Start of Data for the task

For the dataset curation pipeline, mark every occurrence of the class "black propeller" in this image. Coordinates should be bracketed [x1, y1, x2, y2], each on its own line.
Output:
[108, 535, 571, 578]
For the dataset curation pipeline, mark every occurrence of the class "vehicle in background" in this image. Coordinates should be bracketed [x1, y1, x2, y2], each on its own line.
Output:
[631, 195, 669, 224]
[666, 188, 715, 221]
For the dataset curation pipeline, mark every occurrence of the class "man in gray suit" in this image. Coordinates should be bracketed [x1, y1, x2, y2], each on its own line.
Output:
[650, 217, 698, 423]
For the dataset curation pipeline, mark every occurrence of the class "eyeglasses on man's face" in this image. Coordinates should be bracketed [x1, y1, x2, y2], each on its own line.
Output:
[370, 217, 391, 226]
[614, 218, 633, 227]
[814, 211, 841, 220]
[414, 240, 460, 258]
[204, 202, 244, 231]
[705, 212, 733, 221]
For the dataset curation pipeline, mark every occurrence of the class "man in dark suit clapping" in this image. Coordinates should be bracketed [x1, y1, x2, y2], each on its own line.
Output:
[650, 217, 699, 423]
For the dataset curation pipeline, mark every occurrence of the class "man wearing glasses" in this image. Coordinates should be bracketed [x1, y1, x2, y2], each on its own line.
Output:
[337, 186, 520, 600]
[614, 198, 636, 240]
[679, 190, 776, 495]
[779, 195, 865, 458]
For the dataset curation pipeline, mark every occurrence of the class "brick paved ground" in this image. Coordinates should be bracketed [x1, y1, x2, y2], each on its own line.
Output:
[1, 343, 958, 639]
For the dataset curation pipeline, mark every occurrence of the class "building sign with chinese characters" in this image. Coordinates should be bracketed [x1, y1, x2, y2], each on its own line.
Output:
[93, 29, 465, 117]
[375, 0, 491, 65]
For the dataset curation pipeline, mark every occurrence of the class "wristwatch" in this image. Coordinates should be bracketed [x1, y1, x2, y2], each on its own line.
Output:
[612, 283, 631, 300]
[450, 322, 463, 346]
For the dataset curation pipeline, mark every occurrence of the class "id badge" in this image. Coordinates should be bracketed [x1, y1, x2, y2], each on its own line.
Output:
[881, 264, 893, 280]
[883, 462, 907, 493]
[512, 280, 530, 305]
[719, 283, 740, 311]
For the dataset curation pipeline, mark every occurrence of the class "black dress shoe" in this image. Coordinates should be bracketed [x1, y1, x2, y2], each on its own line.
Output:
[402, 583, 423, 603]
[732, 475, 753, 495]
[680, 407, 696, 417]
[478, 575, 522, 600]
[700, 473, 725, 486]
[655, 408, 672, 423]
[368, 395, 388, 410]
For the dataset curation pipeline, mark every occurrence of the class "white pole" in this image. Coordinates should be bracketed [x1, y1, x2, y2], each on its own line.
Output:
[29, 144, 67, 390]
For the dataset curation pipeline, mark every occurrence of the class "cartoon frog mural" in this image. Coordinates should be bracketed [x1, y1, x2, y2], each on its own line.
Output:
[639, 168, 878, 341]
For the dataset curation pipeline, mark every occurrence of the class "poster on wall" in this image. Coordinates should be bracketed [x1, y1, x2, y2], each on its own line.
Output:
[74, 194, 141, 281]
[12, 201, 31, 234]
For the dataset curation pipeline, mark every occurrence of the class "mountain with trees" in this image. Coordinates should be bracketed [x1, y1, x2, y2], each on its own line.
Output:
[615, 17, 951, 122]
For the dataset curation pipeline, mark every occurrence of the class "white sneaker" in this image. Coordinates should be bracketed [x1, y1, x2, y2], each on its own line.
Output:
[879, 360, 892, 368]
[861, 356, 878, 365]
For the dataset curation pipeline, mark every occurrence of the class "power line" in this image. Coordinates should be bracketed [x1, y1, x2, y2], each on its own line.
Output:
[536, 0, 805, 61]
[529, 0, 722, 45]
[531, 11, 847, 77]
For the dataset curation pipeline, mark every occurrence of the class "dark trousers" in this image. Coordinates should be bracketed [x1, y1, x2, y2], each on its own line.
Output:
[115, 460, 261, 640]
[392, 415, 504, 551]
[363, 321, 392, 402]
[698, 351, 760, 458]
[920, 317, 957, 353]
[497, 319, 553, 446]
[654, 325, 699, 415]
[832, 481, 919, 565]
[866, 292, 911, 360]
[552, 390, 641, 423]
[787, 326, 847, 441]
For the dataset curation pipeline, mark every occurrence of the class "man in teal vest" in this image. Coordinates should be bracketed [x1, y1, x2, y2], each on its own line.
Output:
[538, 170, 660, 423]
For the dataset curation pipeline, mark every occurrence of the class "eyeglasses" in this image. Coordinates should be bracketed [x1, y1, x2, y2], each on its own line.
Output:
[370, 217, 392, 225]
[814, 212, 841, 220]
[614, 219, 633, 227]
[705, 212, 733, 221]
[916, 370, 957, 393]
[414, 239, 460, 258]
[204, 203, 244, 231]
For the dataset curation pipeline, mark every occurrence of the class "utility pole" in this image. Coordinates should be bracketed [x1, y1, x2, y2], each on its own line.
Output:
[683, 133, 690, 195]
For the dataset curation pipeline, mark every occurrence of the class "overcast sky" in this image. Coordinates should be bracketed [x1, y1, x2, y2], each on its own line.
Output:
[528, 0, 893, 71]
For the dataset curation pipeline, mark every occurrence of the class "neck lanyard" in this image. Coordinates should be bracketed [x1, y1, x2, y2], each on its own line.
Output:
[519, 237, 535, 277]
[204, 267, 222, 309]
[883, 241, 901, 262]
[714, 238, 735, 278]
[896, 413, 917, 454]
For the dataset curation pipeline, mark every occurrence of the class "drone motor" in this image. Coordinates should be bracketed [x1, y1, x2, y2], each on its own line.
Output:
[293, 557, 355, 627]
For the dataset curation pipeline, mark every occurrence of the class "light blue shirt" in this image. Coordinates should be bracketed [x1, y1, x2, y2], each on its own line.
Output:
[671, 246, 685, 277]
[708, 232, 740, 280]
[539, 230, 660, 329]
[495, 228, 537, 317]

End of Data for the task

**Required work**
Each line above must be reproduced exactly as it stands.

**Solution below**
For the dataset curation pipeline, mark every occurrence of the class "black propeller" in this image. Coordinates should be bracketed [x1, y1, x2, y2], each on its own line.
Output:
[108, 535, 571, 578]
For the dataset curation pipeline, mark every occurrence of the class "vehicle in background" in this image. Coordinates should be bracketed [x1, y1, x2, y2], each on its own line.
Output:
[631, 195, 669, 224]
[666, 188, 715, 221]
For the dataset curation pipeline, mark every occurrence of the class "man in gray suit" in this image. Coordinates should be bracketed [x1, y1, x2, y2], each on its own line.
Output:
[650, 217, 698, 423]
For the dataset curation pipeline, mark every occurrence of the class "eyeglasses on man's face" in this image. Coordinates should be bracketed [x1, y1, x2, y2], each on its own line.
Output:
[370, 217, 391, 226]
[614, 218, 633, 227]
[814, 211, 841, 220]
[414, 240, 460, 258]
[204, 202, 244, 231]
[705, 212, 733, 221]
For the dataset curation pipeline, mark every occurrence of the class "man in dark suit clapping" in this image. Coordinates should be bracketed [x1, y1, x2, y2], each on its own line.
Output:
[650, 217, 699, 423]
For the dataset curation pipeline, mark every occurrence of the class "man wearing glasses" in this image. Coordinates should be bracketed [x1, y1, x2, y2], each on its own line.
Output:
[337, 186, 520, 600]
[614, 198, 636, 240]
[679, 190, 776, 495]
[779, 195, 865, 458]
For the dataset curation pipeline, mark every occurrence of the class "brick paved ground" in this image. Coordinates should be bracketed [x1, y1, x2, y2], each on its own line.
Output:
[1, 343, 958, 639]
For the dataset curation pipeline, mark every occurrence of the class "building sign with chinese characters" in this image. Coordinates should be bracketed [x1, y1, x2, y2], each on its own line.
Output:
[93, 29, 465, 117]
[375, 0, 491, 65]
For the dataset curation pipeline, mark every occurrence of the class "wristwatch" in this image. Coordinates should be bracketed [x1, y1, x2, y2], each on its own line.
Output:
[612, 283, 631, 300]
[450, 322, 463, 346]
For the dataset curation pipeline, mark every occurrence of the class "id badge" in this image. Coordinates should be bracketed [x1, y1, x2, y2], each on its own line.
Output:
[881, 264, 893, 280]
[883, 462, 907, 493]
[512, 280, 530, 305]
[719, 283, 740, 311]
For the dataset curation pipeline, mark every occurrence of the class "black dress shoe" in this image. Coordinates should be bracketed [x1, y1, x2, y2], each on its own line.
Output:
[402, 583, 423, 603]
[732, 475, 753, 495]
[680, 407, 696, 417]
[478, 575, 522, 600]
[700, 473, 725, 486]
[655, 408, 672, 423]
[368, 395, 388, 410]
For the dataset curation pipeline, mark every occurrence of the class "white pole" in this image. Coordinates should be bracketed [x1, y1, x2, y2], each on its own line.
Output:
[29, 144, 67, 390]
For the dataset curation pipeline, mark every occurrence of the class "cartoon frog mural" in this image. Coordinates should be bracketed [x1, y1, x2, y2], each on its own line.
Output:
[639, 168, 878, 341]
For the dataset curation pipeline, mark every occurrence of the class "poster on wall" in this image. Coordinates should be bracketed [x1, y1, x2, y2], each on its own line.
Output:
[74, 194, 141, 281]
[12, 201, 31, 234]
For the dataset curation pipeline, mark every occurrence of the class "mountain with trees" in this image. Coordinates should be bracketed [x1, y1, x2, y2], each on its own line.
Output:
[615, 17, 951, 122]
For the dataset curation pipeline, mark every occurrence of the class "white sneaker" in this image. Coordinates should be bracketed [x1, y1, x2, y2], each on its own line.
Output:
[879, 360, 892, 368]
[861, 356, 878, 365]
For the dataset curation pipeline, mark every occurrence of the class "power line" in this image. Coordinates should be bracketed [x1, y1, x2, y2], each on its own line.
Output:
[536, 0, 805, 61]
[529, 0, 722, 45]
[531, 11, 847, 77]
For the dataset curation pipeline, mark every occurrence of the class "dark trousers" in this image. Coordinates should be bracketed [x1, y1, x2, y2], each on its own line.
Output:
[115, 460, 261, 640]
[392, 415, 504, 551]
[363, 321, 392, 402]
[698, 351, 760, 458]
[920, 317, 957, 353]
[497, 319, 553, 446]
[654, 325, 699, 415]
[832, 481, 919, 565]
[866, 292, 911, 360]
[552, 390, 641, 423]
[787, 326, 847, 441]
For the dataset curation pipeline, mark every occurrence of the class "man in teal vest" in this image. Coordinates should be bracketed [x1, y1, x2, y2], each on its own line.
Output:
[538, 170, 660, 423]
For the dataset curation pipeline, mark every occurrence of the class "eyeglasses" in this image. Coordinates should be bracketed [x1, y1, x2, y2], each on its own line.
Output:
[370, 217, 392, 225]
[814, 212, 841, 220]
[614, 219, 633, 227]
[705, 212, 733, 221]
[916, 370, 957, 393]
[414, 239, 460, 258]
[204, 203, 244, 231]
For the dataset curation pipeline, mark every occurrence of the class "utility pole" in this image. Coordinates should be bracketed [x1, y1, x2, y2], each on its own line.
Output:
[683, 133, 690, 195]
For the dataset curation pipeline, mark every occurrence of the class "overcast sky" in this image. Coordinates should be bracketed [x1, y1, x2, y2], each on its own line.
Output:
[528, 0, 893, 71]
For the dataset curation pipeline, mark every occurrence of the class "neck lanyard" in this image. Coordinates should be bracketed [x1, y1, x2, y2], each on its own line.
Output:
[519, 237, 535, 277]
[204, 267, 222, 309]
[883, 241, 901, 262]
[714, 238, 735, 278]
[896, 413, 917, 454]
For the dataset curation pipeline, mark every occurrence of the class "drone motor" in this image. Coordinates should be bracketed [x1, y1, x2, y2], each on its own line.
Output:
[293, 557, 355, 627]
For the dataset curation pipeline, mark every occurrence of the class "light blue shirt" in this image. Coordinates should be bracketed [x1, y1, x2, y2], each on its own line.
Output:
[671, 246, 685, 277]
[708, 232, 740, 280]
[539, 230, 660, 329]
[495, 228, 537, 317]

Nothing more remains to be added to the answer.